THE PROBLEM:
From the rows below, return every line that contains the word "white". Uppercase and lowercase letters must match.

DATASET EXTRACT:
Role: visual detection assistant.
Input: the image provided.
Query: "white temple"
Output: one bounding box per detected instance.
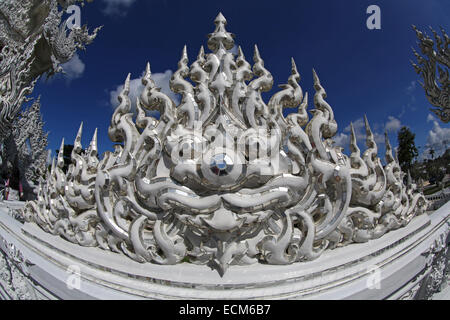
[0,14,450,299]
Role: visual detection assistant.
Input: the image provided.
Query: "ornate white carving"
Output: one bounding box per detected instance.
[0,240,37,300]
[1,97,48,199]
[413,26,450,122]
[24,14,426,274]
[0,0,100,140]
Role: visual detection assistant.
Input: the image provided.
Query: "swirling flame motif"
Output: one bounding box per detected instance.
[411,26,450,123]
[24,14,426,275]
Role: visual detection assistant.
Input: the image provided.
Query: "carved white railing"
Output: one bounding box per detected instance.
[0,14,448,298]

THE COMPLETED TASK:
Query: "white temple"
Query: "ornate white carving"
Query: "carved white railing"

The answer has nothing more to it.